EXERCISE OBJECTIVE: Pull out the stretch of the listing from the line containing "query | spot the toilet tank" through the end of the listing, and reproduce it character for character.

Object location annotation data
⟨
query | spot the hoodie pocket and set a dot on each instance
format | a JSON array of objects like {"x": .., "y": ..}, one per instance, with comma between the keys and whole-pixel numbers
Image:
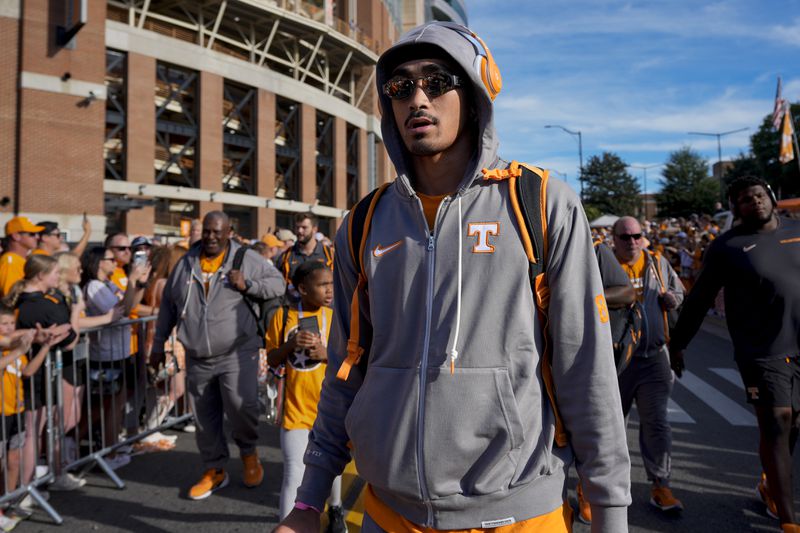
[
  {"x": 381, "y": 424},
  {"x": 473, "y": 431}
]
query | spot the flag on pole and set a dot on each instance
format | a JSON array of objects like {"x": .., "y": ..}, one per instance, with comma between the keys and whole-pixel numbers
[
  {"x": 780, "y": 108},
  {"x": 787, "y": 150}
]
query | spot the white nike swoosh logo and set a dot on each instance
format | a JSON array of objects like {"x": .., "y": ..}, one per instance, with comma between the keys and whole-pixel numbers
[{"x": 378, "y": 251}]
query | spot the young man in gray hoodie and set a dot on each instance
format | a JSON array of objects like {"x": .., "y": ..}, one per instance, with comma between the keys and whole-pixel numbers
[{"x": 449, "y": 421}]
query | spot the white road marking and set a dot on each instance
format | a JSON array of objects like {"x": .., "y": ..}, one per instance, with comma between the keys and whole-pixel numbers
[{"x": 731, "y": 411}]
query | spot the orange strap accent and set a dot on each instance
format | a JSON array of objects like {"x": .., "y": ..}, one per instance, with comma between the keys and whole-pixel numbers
[
  {"x": 523, "y": 228},
  {"x": 557, "y": 521},
  {"x": 500, "y": 174},
  {"x": 354, "y": 351},
  {"x": 286, "y": 265},
  {"x": 656, "y": 257},
  {"x": 542, "y": 296}
]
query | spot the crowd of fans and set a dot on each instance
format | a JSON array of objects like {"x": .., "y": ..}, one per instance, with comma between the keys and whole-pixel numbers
[{"x": 52, "y": 296}]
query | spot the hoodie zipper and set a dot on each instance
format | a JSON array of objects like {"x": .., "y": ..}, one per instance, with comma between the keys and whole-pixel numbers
[{"x": 423, "y": 369}]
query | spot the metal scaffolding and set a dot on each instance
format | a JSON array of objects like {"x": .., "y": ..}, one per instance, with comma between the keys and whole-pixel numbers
[
  {"x": 287, "y": 149},
  {"x": 239, "y": 139},
  {"x": 114, "y": 142},
  {"x": 324, "y": 158},
  {"x": 295, "y": 42}
]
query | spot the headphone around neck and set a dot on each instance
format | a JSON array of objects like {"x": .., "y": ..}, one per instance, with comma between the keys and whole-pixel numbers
[{"x": 484, "y": 63}]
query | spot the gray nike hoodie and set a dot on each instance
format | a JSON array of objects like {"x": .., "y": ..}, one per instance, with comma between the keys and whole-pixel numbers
[{"x": 473, "y": 448}]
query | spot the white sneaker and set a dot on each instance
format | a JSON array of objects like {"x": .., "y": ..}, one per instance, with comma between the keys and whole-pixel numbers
[
  {"x": 158, "y": 436},
  {"x": 28, "y": 503},
  {"x": 66, "y": 482},
  {"x": 117, "y": 461},
  {"x": 8, "y": 523}
]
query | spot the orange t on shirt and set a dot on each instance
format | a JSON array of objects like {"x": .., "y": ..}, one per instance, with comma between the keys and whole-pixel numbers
[
  {"x": 12, "y": 269},
  {"x": 430, "y": 205},
  {"x": 209, "y": 265},
  {"x": 636, "y": 274}
]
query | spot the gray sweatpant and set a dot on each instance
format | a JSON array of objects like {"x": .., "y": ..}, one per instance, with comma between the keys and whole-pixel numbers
[
  {"x": 648, "y": 380},
  {"x": 224, "y": 385},
  {"x": 293, "y": 446}
]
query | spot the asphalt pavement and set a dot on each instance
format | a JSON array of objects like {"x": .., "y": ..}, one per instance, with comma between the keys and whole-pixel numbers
[{"x": 714, "y": 463}]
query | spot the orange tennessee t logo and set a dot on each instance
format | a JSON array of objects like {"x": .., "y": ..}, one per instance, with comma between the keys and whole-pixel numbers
[
  {"x": 483, "y": 230},
  {"x": 378, "y": 251}
]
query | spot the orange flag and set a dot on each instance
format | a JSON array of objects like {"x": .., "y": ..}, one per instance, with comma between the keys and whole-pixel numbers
[{"x": 787, "y": 151}]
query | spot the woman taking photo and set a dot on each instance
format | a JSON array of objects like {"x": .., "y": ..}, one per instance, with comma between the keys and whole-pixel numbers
[
  {"x": 38, "y": 303},
  {"x": 109, "y": 349}
]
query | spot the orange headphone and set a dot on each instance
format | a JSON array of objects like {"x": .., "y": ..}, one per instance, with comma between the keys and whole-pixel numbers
[{"x": 484, "y": 62}]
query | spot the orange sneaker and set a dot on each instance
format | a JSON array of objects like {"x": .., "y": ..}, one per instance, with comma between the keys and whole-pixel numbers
[
  {"x": 662, "y": 498},
  {"x": 253, "y": 471},
  {"x": 584, "y": 510},
  {"x": 763, "y": 492},
  {"x": 212, "y": 481}
]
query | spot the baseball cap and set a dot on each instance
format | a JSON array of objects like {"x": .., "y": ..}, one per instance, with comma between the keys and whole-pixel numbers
[
  {"x": 271, "y": 240},
  {"x": 286, "y": 235},
  {"x": 21, "y": 225},
  {"x": 48, "y": 226}
]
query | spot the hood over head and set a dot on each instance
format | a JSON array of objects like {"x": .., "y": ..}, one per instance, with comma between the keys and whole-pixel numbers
[{"x": 457, "y": 45}]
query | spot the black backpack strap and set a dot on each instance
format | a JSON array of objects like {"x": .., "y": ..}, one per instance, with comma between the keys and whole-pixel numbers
[
  {"x": 529, "y": 189},
  {"x": 238, "y": 258},
  {"x": 357, "y": 229}
]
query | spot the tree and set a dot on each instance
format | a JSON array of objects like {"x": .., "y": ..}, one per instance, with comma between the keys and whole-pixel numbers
[
  {"x": 762, "y": 161},
  {"x": 609, "y": 187},
  {"x": 686, "y": 185}
]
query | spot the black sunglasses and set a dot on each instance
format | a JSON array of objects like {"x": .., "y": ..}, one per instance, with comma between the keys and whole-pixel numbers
[{"x": 436, "y": 84}]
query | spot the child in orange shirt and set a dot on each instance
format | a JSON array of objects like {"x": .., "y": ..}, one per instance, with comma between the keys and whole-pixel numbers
[{"x": 301, "y": 345}]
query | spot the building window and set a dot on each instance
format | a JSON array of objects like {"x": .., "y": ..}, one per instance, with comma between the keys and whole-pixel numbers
[
  {"x": 176, "y": 126},
  {"x": 169, "y": 214},
  {"x": 353, "y": 146},
  {"x": 114, "y": 144},
  {"x": 324, "y": 158},
  {"x": 239, "y": 139},
  {"x": 287, "y": 149},
  {"x": 243, "y": 220}
]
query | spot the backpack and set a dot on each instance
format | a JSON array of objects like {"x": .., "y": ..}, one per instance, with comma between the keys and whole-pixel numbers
[
  {"x": 626, "y": 324},
  {"x": 286, "y": 261},
  {"x": 265, "y": 308},
  {"x": 527, "y": 187}
]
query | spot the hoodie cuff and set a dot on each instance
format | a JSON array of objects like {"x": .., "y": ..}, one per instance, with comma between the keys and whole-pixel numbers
[
  {"x": 609, "y": 519},
  {"x": 316, "y": 487}
]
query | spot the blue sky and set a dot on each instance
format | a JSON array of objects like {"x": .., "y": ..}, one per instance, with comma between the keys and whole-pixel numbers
[{"x": 634, "y": 77}]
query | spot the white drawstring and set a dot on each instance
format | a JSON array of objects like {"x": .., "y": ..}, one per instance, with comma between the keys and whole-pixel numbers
[{"x": 453, "y": 350}]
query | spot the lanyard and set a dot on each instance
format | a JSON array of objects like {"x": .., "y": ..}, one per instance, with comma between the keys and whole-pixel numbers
[{"x": 324, "y": 330}]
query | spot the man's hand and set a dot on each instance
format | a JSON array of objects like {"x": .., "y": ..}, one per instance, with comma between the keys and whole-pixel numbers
[
  {"x": 157, "y": 357},
  {"x": 318, "y": 351},
  {"x": 306, "y": 340},
  {"x": 236, "y": 278},
  {"x": 299, "y": 522},
  {"x": 668, "y": 300},
  {"x": 676, "y": 362},
  {"x": 86, "y": 225}
]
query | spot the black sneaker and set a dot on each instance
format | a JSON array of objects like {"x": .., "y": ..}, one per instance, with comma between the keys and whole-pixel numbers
[{"x": 336, "y": 523}]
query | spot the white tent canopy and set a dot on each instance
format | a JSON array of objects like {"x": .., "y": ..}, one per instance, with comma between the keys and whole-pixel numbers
[{"x": 603, "y": 221}]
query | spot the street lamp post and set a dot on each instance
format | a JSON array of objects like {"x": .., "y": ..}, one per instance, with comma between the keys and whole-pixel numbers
[
  {"x": 719, "y": 151},
  {"x": 580, "y": 150},
  {"x": 644, "y": 181}
]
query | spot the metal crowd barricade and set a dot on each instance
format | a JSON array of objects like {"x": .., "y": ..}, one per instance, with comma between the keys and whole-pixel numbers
[
  {"x": 104, "y": 393},
  {"x": 36, "y": 414},
  {"x": 126, "y": 404}
]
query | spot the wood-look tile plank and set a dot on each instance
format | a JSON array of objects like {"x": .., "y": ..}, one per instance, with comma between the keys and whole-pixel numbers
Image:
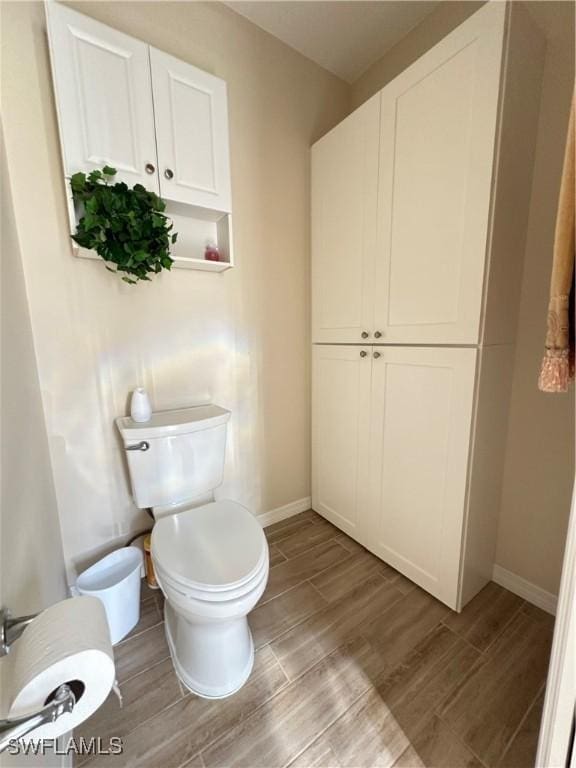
[
  {"x": 292, "y": 572},
  {"x": 537, "y": 614},
  {"x": 395, "y": 633},
  {"x": 143, "y": 696},
  {"x": 426, "y": 677},
  {"x": 306, "y": 537},
  {"x": 521, "y": 752},
  {"x": 194, "y": 762},
  {"x": 176, "y": 735},
  {"x": 485, "y": 616},
  {"x": 285, "y": 528},
  {"x": 438, "y": 747},
  {"x": 348, "y": 543},
  {"x": 275, "y": 555},
  {"x": 336, "y": 582},
  {"x": 271, "y": 619},
  {"x": 367, "y": 734},
  {"x": 303, "y": 646},
  {"x": 318, "y": 755},
  {"x": 489, "y": 705},
  {"x": 276, "y": 733},
  {"x": 409, "y": 759},
  {"x": 136, "y": 654}
]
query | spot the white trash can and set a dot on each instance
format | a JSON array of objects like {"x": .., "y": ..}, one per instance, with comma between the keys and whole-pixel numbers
[{"x": 115, "y": 580}]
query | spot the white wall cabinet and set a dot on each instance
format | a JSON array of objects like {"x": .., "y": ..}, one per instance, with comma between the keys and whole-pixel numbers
[
  {"x": 103, "y": 97},
  {"x": 192, "y": 133},
  {"x": 416, "y": 254},
  {"x": 159, "y": 121}
]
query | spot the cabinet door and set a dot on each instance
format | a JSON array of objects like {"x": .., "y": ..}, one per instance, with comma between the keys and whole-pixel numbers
[
  {"x": 422, "y": 401},
  {"x": 104, "y": 97},
  {"x": 438, "y": 129},
  {"x": 344, "y": 196},
  {"x": 192, "y": 133},
  {"x": 340, "y": 417}
]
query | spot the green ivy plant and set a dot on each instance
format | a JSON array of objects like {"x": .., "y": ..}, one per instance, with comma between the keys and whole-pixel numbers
[{"x": 126, "y": 227}]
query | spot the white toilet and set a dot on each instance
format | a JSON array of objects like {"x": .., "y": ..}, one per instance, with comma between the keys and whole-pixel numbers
[{"x": 210, "y": 557}]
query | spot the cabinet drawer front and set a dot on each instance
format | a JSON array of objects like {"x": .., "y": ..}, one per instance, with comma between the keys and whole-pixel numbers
[
  {"x": 192, "y": 131},
  {"x": 422, "y": 401},
  {"x": 340, "y": 413},
  {"x": 104, "y": 97},
  {"x": 437, "y": 142},
  {"x": 344, "y": 195}
]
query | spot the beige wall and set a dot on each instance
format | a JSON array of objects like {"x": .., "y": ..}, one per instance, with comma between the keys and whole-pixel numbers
[
  {"x": 31, "y": 561},
  {"x": 539, "y": 465},
  {"x": 443, "y": 19},
  {"x": 539, "y": 469},
  {"x": 240, "y": 339}
]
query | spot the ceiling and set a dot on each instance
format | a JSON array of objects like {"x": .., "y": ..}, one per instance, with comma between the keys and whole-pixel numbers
[{"x": 345, "y": 38}]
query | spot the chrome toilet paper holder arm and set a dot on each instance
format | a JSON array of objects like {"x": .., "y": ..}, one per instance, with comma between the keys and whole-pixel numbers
[
  {"x": 12, "y": 628},
  {"x": 15, "y": 728}
]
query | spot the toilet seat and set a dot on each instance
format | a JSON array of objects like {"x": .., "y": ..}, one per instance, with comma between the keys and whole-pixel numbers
[{"x": 216, "y": 552}]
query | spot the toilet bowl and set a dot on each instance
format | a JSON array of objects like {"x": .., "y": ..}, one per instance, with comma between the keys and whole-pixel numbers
[
  {"x": 210, "y": 559},
  {"x": 211, "y": 563}
]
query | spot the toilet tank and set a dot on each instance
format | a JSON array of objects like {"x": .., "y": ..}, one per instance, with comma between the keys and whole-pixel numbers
[{"x": 176, "y": 455}]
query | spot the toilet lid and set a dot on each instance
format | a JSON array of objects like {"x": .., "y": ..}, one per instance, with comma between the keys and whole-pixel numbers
[{"x": 216, "y": 546}]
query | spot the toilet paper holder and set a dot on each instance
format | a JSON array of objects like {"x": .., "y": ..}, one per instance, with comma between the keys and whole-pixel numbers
[
  {"x": 15, "y": 728},
  {"x": 12, "y": 628}
]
⟩
FINISHED TASK:
query | spot the toilet tank and set a dot on each instance
format | a JSON array of objects like {"x": .., "y": ..}, one per instance, with comma between the keys and whole-pixel numbers
[{"x": 176, "y": 455}]
query | spot the toilet lid and set a dot on each instance
format | a JSON array of objects like {"x": .., "y": ..}, one per instance, with comma between the keys and whole-pixel numbers
[{"x": 216, "y": 546}]
query | spot the toilet paper holder and set a dot on each instance
format | a JSON array of objects like {"x": .., "y": ..}, one per instance, with comma between the keys and whole-pixel numbers
[
  {"x": 15, "y": 728},
  {"x": 12, "y": 628}
]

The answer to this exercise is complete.